GIVEN DATA below:

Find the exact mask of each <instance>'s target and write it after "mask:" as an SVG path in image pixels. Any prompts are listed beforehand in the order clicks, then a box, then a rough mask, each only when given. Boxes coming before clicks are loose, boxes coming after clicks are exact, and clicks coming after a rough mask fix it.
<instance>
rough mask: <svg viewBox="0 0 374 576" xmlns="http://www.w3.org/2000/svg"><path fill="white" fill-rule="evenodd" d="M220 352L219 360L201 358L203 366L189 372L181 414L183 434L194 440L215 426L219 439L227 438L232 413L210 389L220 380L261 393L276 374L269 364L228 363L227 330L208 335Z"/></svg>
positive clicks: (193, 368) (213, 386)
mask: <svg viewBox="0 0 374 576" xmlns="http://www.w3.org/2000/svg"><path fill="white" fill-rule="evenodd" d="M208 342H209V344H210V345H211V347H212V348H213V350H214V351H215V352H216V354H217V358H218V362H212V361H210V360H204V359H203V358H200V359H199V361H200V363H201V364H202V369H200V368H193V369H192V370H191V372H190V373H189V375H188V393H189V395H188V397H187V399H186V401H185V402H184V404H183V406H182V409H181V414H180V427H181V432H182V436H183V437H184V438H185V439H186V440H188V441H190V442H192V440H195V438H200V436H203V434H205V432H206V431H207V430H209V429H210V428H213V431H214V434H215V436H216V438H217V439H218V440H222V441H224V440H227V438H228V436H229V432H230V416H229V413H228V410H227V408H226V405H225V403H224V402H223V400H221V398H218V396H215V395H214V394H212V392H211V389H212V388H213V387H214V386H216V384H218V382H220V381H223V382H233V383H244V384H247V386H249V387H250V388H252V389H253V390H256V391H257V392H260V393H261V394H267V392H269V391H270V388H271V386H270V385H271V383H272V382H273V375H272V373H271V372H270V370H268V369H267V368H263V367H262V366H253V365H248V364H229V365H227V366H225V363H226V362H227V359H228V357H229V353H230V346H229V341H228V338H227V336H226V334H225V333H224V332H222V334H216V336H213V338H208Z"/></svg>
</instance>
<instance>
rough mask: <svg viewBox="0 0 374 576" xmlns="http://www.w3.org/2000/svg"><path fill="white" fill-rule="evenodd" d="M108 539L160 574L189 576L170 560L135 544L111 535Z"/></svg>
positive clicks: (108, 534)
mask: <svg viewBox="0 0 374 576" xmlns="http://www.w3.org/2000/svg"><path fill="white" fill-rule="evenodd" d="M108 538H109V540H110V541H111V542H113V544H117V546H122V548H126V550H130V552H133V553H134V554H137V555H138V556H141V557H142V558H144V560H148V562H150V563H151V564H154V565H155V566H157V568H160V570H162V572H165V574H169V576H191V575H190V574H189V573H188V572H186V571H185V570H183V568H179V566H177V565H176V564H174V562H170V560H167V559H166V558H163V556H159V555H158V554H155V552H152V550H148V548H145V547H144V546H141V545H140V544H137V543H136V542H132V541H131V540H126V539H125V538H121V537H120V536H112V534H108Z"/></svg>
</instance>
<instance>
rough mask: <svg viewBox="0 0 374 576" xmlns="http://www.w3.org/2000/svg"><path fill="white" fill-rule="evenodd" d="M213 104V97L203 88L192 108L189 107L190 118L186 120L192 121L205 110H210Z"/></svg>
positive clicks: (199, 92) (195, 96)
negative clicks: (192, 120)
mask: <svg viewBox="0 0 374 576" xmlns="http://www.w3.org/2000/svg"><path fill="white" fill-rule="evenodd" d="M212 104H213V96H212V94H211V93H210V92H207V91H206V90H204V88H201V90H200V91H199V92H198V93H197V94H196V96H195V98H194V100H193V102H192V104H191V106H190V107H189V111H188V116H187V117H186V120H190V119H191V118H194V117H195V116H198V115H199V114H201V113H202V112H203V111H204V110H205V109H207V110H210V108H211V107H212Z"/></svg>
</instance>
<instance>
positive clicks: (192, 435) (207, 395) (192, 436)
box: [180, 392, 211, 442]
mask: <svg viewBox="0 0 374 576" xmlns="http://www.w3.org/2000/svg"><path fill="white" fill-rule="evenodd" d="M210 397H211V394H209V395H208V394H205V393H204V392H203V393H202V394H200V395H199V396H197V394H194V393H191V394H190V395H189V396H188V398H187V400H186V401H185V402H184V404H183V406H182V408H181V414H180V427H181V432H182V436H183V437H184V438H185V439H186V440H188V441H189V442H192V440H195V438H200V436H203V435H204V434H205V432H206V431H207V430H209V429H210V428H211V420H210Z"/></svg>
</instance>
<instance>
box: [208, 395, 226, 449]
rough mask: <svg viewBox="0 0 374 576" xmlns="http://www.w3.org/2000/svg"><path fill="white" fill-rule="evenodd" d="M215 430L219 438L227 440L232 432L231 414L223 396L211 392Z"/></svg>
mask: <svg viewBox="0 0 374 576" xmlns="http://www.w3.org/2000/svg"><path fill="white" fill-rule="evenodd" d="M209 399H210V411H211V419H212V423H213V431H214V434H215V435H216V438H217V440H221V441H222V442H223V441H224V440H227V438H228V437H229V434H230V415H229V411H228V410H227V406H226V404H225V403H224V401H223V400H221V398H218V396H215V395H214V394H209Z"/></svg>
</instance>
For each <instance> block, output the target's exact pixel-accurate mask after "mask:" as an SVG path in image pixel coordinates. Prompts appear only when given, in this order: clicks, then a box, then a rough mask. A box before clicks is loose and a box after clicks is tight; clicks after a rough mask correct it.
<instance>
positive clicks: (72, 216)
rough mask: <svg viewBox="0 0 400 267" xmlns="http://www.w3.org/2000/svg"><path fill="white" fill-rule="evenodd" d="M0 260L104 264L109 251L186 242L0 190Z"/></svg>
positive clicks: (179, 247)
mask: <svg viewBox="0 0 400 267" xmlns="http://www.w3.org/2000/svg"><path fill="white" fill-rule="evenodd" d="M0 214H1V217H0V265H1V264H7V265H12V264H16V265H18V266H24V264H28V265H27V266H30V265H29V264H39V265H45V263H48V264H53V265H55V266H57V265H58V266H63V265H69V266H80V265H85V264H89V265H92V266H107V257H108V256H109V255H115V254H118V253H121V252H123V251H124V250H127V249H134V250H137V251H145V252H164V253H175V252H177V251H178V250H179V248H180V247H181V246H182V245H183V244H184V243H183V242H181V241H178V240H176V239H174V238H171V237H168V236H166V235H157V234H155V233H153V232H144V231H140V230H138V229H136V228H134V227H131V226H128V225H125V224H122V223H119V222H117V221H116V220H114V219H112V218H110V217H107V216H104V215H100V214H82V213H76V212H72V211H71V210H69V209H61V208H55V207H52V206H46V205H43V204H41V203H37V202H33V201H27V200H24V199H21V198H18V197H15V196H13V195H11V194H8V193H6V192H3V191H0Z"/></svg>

End of GIVEN DATA.
GIVEN DATA below:

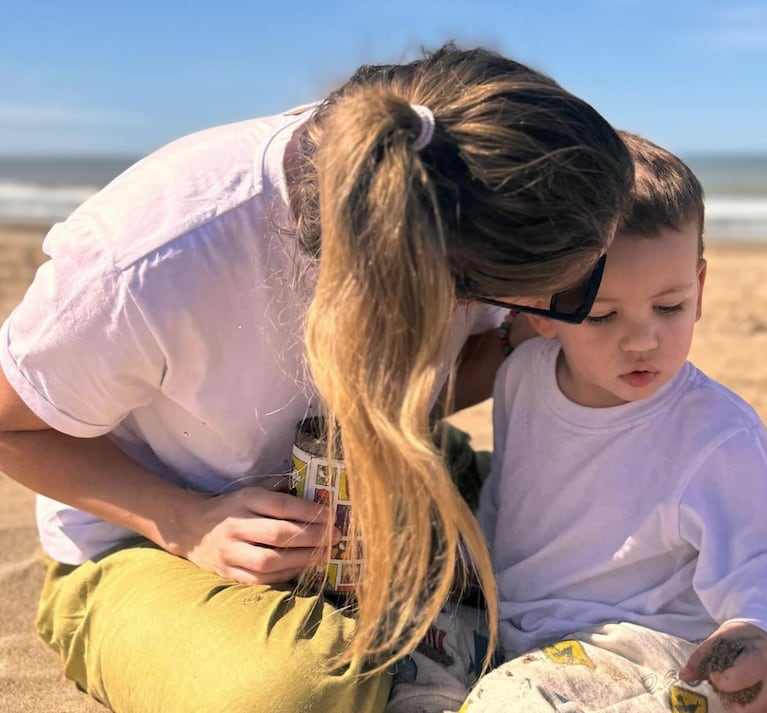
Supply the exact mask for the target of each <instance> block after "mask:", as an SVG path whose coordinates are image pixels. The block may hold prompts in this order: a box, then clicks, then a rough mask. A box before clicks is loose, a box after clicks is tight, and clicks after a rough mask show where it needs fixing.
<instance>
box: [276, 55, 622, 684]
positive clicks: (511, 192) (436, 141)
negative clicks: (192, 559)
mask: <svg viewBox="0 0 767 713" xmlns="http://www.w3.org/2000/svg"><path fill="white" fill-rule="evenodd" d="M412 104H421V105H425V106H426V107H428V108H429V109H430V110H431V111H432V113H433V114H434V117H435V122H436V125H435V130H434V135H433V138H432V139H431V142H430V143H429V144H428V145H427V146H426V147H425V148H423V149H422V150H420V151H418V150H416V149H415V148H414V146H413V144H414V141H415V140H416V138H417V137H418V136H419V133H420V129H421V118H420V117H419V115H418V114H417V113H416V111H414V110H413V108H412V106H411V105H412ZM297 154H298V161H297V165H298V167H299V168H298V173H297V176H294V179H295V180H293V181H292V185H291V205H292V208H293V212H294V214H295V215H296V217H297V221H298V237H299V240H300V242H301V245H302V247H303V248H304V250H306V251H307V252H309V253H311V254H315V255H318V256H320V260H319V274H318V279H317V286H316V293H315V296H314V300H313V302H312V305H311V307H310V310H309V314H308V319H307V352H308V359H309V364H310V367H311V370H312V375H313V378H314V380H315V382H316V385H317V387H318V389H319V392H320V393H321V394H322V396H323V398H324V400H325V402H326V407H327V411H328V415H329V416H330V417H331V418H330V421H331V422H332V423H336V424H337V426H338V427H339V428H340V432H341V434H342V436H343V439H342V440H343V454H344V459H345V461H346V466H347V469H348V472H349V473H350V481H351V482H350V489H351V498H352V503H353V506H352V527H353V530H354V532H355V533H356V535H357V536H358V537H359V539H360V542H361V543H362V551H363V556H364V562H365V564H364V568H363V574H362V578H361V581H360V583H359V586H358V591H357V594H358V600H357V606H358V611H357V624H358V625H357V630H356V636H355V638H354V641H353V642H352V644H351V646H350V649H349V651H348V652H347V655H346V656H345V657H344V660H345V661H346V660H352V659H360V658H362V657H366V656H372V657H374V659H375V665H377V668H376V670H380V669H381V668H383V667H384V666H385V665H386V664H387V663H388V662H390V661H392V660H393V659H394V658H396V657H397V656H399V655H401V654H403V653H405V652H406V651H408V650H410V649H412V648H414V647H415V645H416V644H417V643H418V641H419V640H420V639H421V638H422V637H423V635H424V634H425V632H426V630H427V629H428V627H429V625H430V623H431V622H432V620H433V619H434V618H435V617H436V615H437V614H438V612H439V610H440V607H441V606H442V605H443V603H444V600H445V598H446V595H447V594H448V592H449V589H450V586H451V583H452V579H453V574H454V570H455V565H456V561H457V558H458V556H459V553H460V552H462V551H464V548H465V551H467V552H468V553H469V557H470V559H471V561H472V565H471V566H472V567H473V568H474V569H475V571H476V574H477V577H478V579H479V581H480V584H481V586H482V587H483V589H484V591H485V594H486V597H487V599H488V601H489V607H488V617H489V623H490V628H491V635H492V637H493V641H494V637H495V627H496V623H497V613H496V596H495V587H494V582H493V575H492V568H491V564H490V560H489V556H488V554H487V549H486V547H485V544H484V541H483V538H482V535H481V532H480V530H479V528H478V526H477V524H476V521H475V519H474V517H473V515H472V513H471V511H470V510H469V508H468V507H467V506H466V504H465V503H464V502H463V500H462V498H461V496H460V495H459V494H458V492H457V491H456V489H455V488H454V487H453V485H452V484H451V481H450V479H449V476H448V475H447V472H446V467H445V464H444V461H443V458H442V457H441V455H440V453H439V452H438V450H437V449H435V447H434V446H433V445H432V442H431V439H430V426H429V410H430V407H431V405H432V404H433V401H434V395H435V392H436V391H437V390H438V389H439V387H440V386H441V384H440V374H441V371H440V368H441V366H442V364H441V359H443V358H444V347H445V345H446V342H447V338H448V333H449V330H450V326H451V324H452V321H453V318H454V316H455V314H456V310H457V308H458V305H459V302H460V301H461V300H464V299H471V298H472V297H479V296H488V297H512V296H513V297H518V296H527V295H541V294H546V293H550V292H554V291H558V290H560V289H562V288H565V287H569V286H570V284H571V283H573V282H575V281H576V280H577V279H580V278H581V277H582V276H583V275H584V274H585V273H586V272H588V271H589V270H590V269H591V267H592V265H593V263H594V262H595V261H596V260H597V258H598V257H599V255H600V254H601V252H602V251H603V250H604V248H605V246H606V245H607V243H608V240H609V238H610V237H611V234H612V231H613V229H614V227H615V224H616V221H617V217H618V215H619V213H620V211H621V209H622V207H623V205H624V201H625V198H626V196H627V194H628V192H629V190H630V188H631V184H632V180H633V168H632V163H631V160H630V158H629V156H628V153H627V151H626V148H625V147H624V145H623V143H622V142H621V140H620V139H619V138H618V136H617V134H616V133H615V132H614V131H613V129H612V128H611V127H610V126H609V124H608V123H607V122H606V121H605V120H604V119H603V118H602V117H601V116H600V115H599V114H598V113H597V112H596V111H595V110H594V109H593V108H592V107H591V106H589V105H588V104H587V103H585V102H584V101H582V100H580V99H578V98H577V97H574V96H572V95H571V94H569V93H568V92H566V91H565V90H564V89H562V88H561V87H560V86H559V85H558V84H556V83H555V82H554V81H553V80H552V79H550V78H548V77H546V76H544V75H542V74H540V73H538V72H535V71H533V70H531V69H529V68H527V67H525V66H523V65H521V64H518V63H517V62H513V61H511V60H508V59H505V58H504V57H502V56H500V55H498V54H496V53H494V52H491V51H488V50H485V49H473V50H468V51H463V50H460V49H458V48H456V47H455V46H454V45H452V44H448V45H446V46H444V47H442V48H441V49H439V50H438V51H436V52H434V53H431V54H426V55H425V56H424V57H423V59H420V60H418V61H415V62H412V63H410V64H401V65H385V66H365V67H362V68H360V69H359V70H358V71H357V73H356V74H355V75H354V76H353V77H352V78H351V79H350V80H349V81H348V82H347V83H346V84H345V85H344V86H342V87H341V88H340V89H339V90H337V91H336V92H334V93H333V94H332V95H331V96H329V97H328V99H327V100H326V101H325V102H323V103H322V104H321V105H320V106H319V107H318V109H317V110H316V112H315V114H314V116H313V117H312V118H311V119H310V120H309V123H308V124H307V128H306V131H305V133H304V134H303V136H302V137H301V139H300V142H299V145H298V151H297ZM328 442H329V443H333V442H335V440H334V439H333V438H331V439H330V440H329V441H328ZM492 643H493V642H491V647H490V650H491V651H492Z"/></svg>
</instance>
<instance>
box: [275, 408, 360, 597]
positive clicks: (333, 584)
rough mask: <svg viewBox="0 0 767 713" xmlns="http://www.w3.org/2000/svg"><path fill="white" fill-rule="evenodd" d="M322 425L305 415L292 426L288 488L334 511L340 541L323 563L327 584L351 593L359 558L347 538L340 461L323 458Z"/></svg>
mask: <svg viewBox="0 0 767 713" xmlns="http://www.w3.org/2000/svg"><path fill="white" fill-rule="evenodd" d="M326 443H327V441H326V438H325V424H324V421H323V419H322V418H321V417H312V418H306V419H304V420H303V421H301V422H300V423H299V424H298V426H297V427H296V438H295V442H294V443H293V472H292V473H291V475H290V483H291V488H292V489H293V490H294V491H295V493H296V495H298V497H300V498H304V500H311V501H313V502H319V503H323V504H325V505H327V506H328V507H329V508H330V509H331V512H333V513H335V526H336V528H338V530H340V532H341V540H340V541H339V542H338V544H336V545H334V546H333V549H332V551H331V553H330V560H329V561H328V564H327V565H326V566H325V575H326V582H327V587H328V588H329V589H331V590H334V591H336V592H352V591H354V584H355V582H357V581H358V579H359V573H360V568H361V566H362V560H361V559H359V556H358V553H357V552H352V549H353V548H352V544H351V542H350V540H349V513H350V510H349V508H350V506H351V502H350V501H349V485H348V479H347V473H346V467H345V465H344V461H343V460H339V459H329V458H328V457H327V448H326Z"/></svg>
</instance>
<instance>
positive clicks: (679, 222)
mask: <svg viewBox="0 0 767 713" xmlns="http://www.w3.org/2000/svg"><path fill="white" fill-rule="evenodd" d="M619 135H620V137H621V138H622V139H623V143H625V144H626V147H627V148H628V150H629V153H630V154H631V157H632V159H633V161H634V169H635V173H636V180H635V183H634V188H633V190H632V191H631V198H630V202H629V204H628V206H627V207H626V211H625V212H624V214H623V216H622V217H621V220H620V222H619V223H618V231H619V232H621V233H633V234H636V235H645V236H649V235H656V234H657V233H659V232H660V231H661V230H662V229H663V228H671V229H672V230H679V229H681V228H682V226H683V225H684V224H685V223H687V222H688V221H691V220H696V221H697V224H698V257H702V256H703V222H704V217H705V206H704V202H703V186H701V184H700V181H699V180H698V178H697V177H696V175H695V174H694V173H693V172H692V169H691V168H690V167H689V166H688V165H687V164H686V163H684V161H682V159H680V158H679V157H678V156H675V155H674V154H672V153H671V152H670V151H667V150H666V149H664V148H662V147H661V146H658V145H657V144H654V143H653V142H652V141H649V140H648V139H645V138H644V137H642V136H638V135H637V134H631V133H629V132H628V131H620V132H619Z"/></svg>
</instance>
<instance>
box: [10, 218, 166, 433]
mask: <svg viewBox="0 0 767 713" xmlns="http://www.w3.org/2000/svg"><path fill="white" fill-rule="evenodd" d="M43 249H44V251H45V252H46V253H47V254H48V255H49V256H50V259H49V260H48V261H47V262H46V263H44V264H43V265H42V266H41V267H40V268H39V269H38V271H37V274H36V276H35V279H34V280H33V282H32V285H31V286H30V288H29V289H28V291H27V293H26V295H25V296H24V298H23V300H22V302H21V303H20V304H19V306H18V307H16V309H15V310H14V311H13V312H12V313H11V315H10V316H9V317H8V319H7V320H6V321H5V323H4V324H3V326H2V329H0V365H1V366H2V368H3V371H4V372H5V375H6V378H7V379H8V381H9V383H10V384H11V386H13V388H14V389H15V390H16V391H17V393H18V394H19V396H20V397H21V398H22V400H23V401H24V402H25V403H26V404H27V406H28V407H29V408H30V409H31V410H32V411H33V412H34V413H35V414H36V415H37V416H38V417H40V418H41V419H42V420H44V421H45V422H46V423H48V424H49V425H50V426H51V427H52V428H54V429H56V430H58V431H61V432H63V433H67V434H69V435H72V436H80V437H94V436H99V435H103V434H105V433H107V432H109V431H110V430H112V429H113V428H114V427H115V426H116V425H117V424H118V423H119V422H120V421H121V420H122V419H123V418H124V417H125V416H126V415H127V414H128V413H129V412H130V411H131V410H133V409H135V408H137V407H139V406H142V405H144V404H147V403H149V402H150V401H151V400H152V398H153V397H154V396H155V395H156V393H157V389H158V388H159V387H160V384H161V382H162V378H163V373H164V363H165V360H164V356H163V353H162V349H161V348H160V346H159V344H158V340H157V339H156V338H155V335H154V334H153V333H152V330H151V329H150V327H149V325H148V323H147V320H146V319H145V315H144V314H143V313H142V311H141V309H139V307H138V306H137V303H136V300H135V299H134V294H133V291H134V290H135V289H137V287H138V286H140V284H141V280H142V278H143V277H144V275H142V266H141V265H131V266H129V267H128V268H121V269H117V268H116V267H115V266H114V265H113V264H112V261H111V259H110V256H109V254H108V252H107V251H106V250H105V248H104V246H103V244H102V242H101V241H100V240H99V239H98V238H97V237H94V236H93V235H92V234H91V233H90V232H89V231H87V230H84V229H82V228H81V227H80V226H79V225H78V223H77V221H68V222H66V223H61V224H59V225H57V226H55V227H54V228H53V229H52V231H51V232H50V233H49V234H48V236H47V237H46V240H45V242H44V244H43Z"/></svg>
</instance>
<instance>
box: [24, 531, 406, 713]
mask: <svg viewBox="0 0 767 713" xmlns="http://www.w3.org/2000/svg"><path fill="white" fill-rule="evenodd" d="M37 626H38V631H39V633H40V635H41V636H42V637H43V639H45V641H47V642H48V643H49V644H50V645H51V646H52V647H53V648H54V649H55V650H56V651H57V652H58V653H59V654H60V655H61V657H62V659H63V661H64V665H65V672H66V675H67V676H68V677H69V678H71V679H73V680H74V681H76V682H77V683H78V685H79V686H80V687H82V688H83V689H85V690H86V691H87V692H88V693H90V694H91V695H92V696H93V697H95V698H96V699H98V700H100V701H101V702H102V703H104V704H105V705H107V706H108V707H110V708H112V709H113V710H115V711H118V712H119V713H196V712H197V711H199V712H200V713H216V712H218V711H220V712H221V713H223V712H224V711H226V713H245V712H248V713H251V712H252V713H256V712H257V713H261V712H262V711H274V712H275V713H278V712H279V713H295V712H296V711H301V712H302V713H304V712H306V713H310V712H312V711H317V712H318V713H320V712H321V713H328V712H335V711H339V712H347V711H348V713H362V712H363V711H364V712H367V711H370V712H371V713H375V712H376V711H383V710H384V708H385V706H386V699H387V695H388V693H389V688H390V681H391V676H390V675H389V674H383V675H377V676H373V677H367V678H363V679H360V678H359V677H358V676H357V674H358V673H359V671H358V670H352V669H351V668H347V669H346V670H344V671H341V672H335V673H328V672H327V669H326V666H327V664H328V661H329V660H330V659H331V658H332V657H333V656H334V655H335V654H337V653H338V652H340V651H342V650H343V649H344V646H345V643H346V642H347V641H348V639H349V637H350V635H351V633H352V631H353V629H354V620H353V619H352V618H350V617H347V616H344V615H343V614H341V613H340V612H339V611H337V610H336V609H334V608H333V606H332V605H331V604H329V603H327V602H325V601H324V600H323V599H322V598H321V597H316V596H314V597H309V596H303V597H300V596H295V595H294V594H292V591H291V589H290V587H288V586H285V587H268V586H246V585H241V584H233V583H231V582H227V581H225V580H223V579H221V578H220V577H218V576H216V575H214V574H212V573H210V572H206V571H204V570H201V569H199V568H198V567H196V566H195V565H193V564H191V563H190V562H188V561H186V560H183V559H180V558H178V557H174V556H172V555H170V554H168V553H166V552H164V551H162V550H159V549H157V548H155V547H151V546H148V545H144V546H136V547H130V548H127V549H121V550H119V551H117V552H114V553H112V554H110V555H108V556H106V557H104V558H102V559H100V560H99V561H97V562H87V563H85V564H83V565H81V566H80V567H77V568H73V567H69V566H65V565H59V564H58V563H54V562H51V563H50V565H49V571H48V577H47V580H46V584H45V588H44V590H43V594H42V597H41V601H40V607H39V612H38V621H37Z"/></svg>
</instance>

End of GIVEN DATA.

REQUIREMENT:
Return, unchanged, the run of lines above that opens with the line containing "positive clicks: (193, 368) (213, 386)" and closes with the line containing "539L160 574L189 576L170". Include both.

COMPLETED TASK:
positive clicks: (193, 368) (213, 386)
mask: <svg viewBox="0 0 374 576" xmlns="http://www.w3.org/2000/svg"><path fill="white" fill-rule="evenodd" d="M208 342H209V344H210V345H211V347H212V348H213V350H214V351H215V352H216V354H217V358H218V362H212V361H210V360H204V359H203V358H200V359H199V361H200V363H201V364H202V369H200V368H193V369H192V370H191V372H190V373H189V375H188V393H189V395H188V397H187V399H186V401H185V402H184V404H183V406H182V409H181V414H180V427H181V432H182V436H183V437H184V438H185V439H186V440H188V441H190V442H192V440H195V438H200V436H203V434H205V432H206V431H207V430H209V429H210V428H213V431H214V434H215V436H216V438H217V439H218V440H222V441H224V440H227V438H228V436H229V432H230V416H229V413H228V410H227V408H226V405H225V403H224V402H223V400H221V398H218V396H215V395H214V394H212V392H211V389H212V388H213V387H214V386H216V384H218V382H220V381H223V382H233V383H244V384H247V386H249V387H250V388H252V389H253V390H256V391H257V392H260V393H261V394H267V392H269V391H270V388H271V386H270V385H271V383H272V382H273V375H272V373H271V372H270V370H268V369H267V368H263V367H262V366H253V365H248V364H229V365H227V366H225V363H226V362H227V359H228V357H229V353H230V346H229V341H228V338H227V336H226V334H225V333H224V332H222V334H216V336H213V338H208Z"/></svg>
</instance>
<instance>
rough mask: <svg viewBox="0 0 374 576" xmlns="http://www.w3.org/2000/svg"><path fill="white" fill-rule="evenodd" d="M108 539L160 574L189 576L170 560L135 544L111 535Z"/></svg>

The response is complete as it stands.